• [Extrait à lire]:
════════════════

Pascal Steichen. – «La dépendance que nous avons, en tant que société ou en tant qu’entreprise, par rapport à la technologie, ne vient pas de nulle part. Nous nous plaçons nous-mêmes en position de dépendance. Nous devons oser dire que nous n’en voulons pas! Ne pas brancher le câble internet de sa climatisation… Chacun doit être cohérent.

Dans ce monde de l’IoT, où des objets ou des machines connues deviennent connectés, on n’a quasiment plus le choix, dans les magasins, d’acheter un micro-ondes qui n’est pas connecté… Deuxièmement, en tant que société, nous sommes habitués à ce que ces technologies soient installées par quelqu’un. On nous explique comment ça fonctionne, et nous faisons comme on nous a dit, sans jamais questionner cela.

Beaucoup de réflexes tombent, et nous devons remettre une couche de sensibilisation pour que les gens prennent leur décision en connaissance de cause. Nous allons aussi nous adresser aux créateurs pour toute la partie «security by design», parce qu’on voit sur le marché des choses qu’on n’a plus vues depuis 20 ans, mais les problèmes se posent de la même manière qu’il y a 20 ans…

Depuis le début de la crise, les entreprises sont passées plus facilement au télétravail, avec toute la part d’incertitude que cela comporte en termes de sécurité des infrastructures et de craintes des salariés. Que vous inspirent le recours à un VPN, pas toujours considéré comme la panacée, ou le succès de Zoom, la solution de chat vidéo, par exemple?

════════════════

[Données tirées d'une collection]
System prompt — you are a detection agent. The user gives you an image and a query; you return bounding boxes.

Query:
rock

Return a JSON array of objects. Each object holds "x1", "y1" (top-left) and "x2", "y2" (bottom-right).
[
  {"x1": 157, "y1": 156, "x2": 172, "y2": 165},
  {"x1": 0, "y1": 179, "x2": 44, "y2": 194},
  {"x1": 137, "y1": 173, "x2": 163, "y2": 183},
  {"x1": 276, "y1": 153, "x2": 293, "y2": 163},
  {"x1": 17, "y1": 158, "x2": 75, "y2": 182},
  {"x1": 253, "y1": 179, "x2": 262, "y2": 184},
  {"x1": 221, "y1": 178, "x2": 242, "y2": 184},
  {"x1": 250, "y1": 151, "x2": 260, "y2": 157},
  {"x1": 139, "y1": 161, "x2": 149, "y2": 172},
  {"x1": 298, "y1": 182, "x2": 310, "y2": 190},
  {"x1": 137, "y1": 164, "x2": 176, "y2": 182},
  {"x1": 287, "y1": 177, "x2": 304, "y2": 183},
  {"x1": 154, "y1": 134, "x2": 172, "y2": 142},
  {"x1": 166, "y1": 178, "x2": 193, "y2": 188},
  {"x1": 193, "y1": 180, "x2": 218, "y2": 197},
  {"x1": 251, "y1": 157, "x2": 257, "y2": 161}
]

════════════════

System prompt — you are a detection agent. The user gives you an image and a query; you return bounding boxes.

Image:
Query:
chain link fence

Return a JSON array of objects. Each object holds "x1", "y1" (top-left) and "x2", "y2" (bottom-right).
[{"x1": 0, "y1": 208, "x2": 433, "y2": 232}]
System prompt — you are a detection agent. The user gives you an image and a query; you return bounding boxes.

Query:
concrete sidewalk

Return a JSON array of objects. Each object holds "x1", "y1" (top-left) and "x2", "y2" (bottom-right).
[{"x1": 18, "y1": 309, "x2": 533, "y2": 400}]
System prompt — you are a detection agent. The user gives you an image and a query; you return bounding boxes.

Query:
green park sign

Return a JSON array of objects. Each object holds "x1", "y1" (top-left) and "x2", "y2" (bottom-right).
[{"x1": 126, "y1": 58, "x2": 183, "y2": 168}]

════════════════

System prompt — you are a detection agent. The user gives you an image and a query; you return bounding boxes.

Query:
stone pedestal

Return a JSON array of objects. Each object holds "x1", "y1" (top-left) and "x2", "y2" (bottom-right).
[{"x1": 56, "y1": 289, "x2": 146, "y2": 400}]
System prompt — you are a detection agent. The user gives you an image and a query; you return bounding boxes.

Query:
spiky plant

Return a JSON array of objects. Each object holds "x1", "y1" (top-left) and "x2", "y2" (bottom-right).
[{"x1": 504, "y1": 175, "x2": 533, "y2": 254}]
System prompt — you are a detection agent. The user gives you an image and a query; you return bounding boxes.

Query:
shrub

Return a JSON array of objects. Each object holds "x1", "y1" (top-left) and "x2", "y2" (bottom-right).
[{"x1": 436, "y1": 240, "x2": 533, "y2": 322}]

════════════════

• [Travail à faire]:
1) Recopiez le passage de l'extrait sur la dépendance technologique qui s'ouvre sur les mots « Dans ce monde » et se clôt sur « jamais questionner cela. ».
2) Dressez la liste des appareils ménagers nommés dans l'extrait sur la dépendance technologique, puis des deux solutions citées à propos du télétravail.

• [Réponses]:
1)
Dans ce monde de l’IoT, où des objets ou des machines connues deviennent connectés, on n’a quasiment plus le choix, dans les magasins, d’acheter un micro-ondes qui n’est pas connecté… Deuxièmement, en tant que société, nous sommes habitués à ce que ces technologies soient installées par quelqu’un. On nous explique comment ça fonctionne, et nous faisons comme on nous a dit, sans jamais questionner cela.

2)
Appareils ménagers :
- la climatisation
- le micro-ondes

Solutions citées à propos du télétravail :
- le VPN
- Zoom